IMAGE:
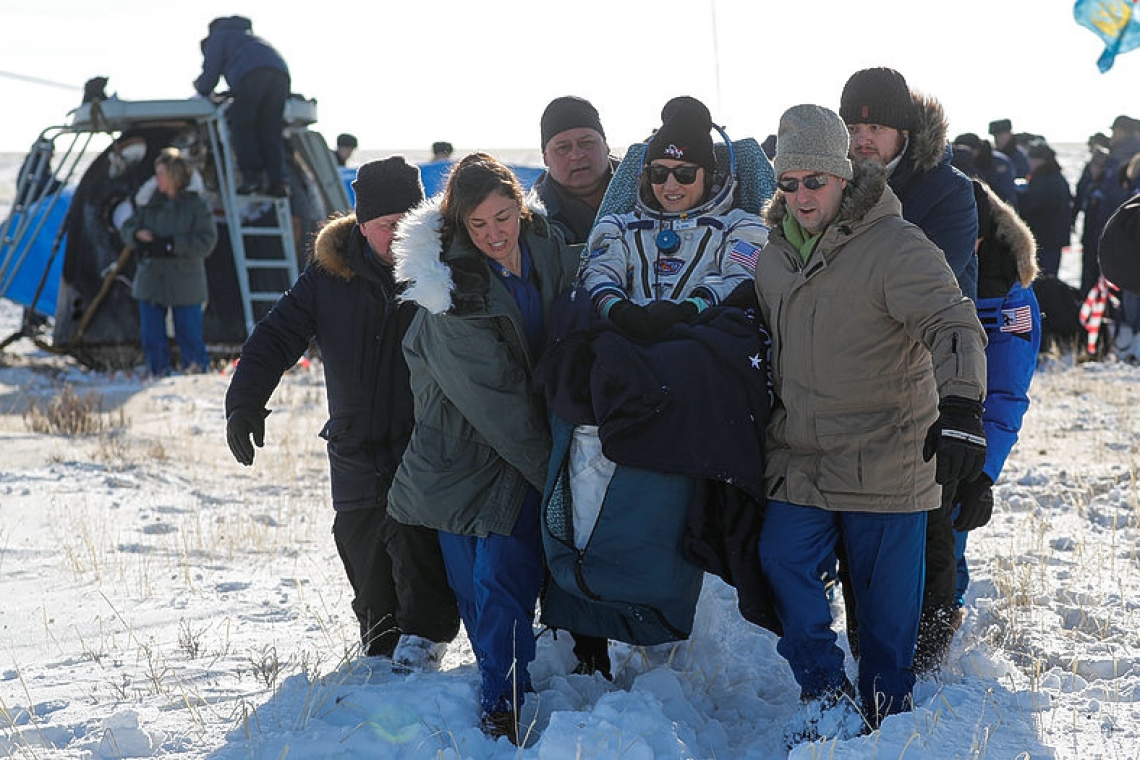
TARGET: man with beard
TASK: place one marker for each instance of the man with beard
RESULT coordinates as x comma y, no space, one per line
905,131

• • • • • • •

* The request *
Transcribe every line in the entries above, taking out only the images.

* Solution to the problem *
IMAGE:
TARGET: man with beard
TASK: place one marker for each instance of the man with beard
RESULT coordinates as x comma y, no space, one per line
905,131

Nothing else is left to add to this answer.